[Point-based annotation data]
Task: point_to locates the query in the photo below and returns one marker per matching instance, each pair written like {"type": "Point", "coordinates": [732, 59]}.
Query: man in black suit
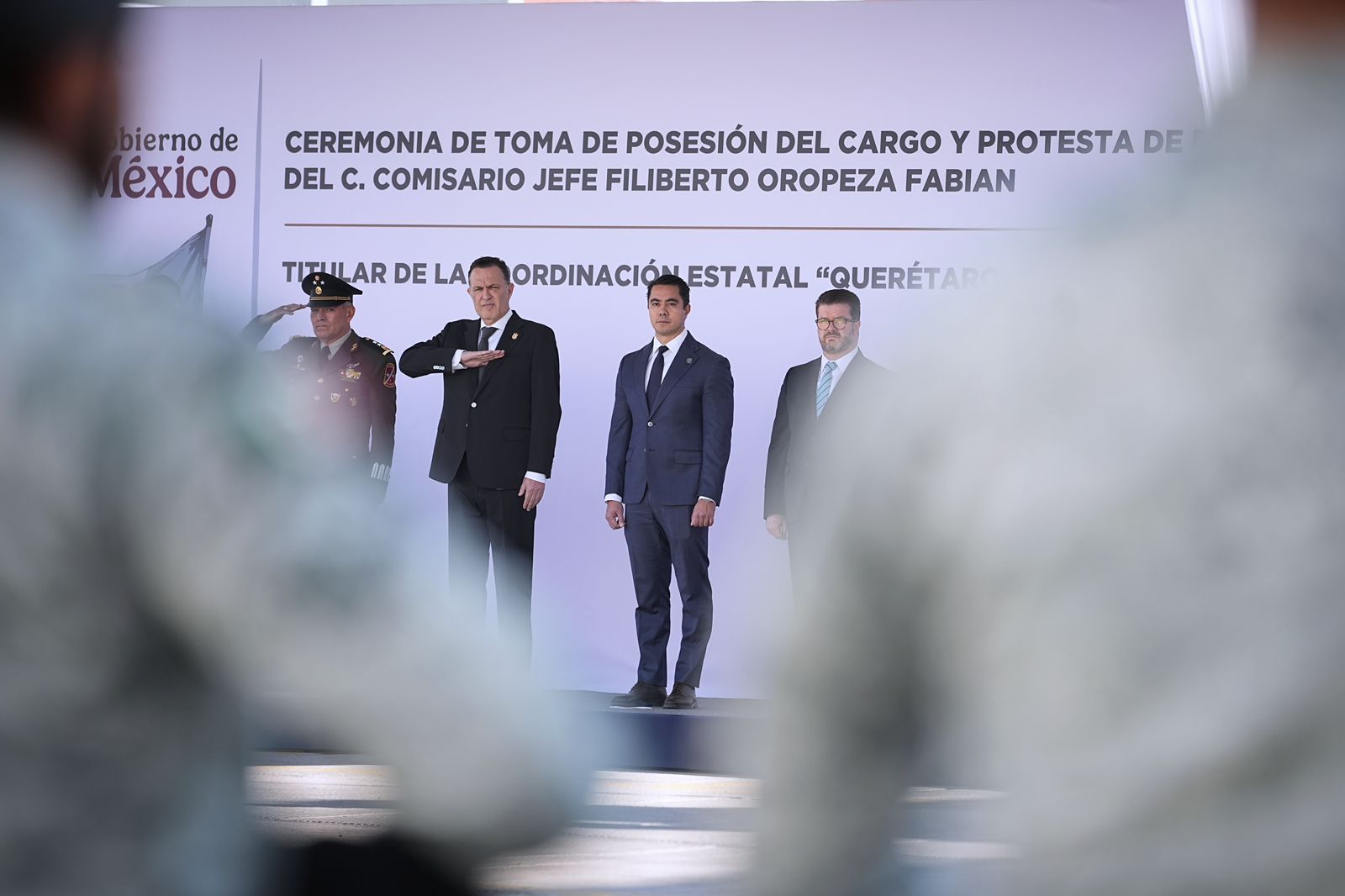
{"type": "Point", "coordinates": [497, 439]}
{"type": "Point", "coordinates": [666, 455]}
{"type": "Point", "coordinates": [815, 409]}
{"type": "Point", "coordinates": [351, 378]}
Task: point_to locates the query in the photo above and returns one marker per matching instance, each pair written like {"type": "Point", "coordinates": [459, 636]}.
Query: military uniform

▸ Request: Rewrite all of the entries with every "instance" changed to "occurrence" and everything else left as it is, omitting the pictures.

▸ Final result:
Task: point_to locates the query in the photo below and returns one marker per matching occurrence, each pair written like {"type": "Point", "coordinates": [732, 59]}.
Query: man in black suit
{"type": "Point", "coordinates": [497, 439]}
{"type": "Point", "coordinates": [666, 455]}
{"type": "Point", "coordinates": [815, 409]}
{"type": "Point", "coordinates": [351, 378]}
Task: point_to locates the query in the photo above and returns one marker per matching occurrence, each pair written like {"type": "Point", "coordinates": [459, 636]}.
Query: military uniform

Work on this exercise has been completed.